● Instructions for the task: Can you continue the tutorial on sequential Monte Carlo sampling of two Gaussians from the point where it stops?

● Source passage:

---

Sequential Monte Carlo with two gaussians

Sampling from $n$-dimensional distributions with multiple peaks with a standard Metropolis-Hastings algorithm can be difficult, if not impossible, as the Markov chain often gets stuck in either of the minima.

This problem can be avoided by running many (n_chains) Markov chains in parallel for (n_steps) steps. To speed this process up we do not sample right away from the posterior distribution, but rather from an intermediate distribution that is similar to the previous distribution. Once the sampling for all the chains is finished, the algorithm enters a 'transitional stage'.

In this stage the similarity between the intermediate distributions is evaluated by a tempering parameter (beta), which is automatically determined from the sampling results (coefficient of variation - COV) from the previous intermediate distribution. If the COV is high the cooling is slow, resulting in small steps in beta and vice versa. Also based on the parameter distributions the MultivariateProposal is updated and new seed points for the following Markov chains are determined. The end points of the Markov chains with the highest likelihoods are chosen as new seed-points for the Markov chains of the next sampling stage.

So the sampling of the intermediate distribution is repeated until beta > 1, which means that the posterior distribution is reached.



In [1]:

    
import pymc3 as pm
import numpy as np
from pymc3.step_methods import smc
import theano.tensor as tt
from matplotlib import pyplot as plt
from tempfile import mkdtemp
import shutil
%matplotlib inline

test_folder = mkdtemp(prefix='ATMIP_TEST')

The number of Markov chains and the number of steps each Markov chain is sampling has to be defined, as well as the tune_interval and the number of processors to be used in the parallel sampling. In this very simple example using only one processor is faster than forking the interpreter. However, if the calculation cost of the model increases it becomes more efficient to use many processors.



In [2]:

    
n_chains = 500
n_steps = 100
tune_interval = 25
n_jobs = 1

Define the number of dimensions for the multivariate gaussians, their weights and the covariance matrix.



In [3]:

    
n = 4

mu1 = np.ones(n) * (1. / 2)
mu2 = -mu1

stdev = 0.1
sigma = np.power(stdev, 2) * np.eye(n)
isigma = np.linalg.inv(sigma)
dsigma = np.linalg.det(sigma)

w1 = 0.1
w2 = (1 - w1)

The PyMC3 model. Note that we are making two gaussians, where one has w1 (90%) of the mass:



In [4]:

    
def two_gaussians(x):
    log_like1 = - 0.5 * n * tt.log(2 * np.pi) \
                - 0.5 * tt.log(dsigma) \
                - 0.5 * (x - mu1).T.dot(isigma).dot(x - mu1)
    log_like2 = - 0.5 * n * tt.log(2 * np.pi) \
                - 0.5 * tt.log(dsigma) \
                - 0.5 * (x - mu2).T.dot(isigma).dot(x - mu2)
    return tt.log(w1 * tt.exp(log_like1) + w2 * tt.exp(log_like2))

---

● Data segment:
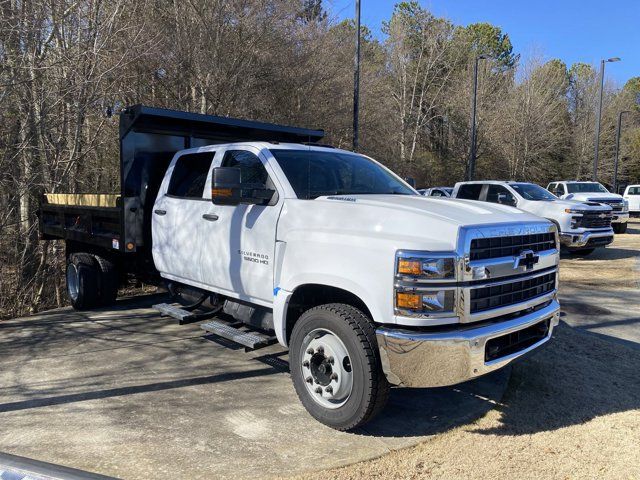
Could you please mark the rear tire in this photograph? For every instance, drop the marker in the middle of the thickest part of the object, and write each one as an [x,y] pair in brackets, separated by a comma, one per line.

---

● Written response:
with pm.Model() as ATMIP_test:
    X = pm.Uniform('X',
                   shape=n,
                   lower=-2. * np.ones_like(mu1),
                   upper=2. * np.ones_like(mu1),
                   testval=-1. * np.ones_like(mu1),
                   transform=None)
    like = pm.Deterministic('like', two_gaussians(X))
    llk = pm.Potential('like', like)

Note: In contrast to other pymc3 samplers here we have to define a random variable like that contains the model likelihood. The likelihood has to be stored in the sampling traces along with the model parameter samples, in order to determine the coefficient of variation [COV] in each transition stage.

Now the sampler is initialised dependent on the previous specifications:



In [5]:

    
with ATMIP_test:
    step = smc.SMC(
        n_chains=n_chains, tune_interval=tune_interval,
        likelihood_name=ATMIP_test.deterministics[0].name)









    



/home/jovyan/pymc3/pymc3/step_methods/smc.py:144: UserWarning: Warning: SMC is an experimental step method, and not yet recommended for use in PyMC3!
  warnings.warn(EXPERIMENTAL_WARNING)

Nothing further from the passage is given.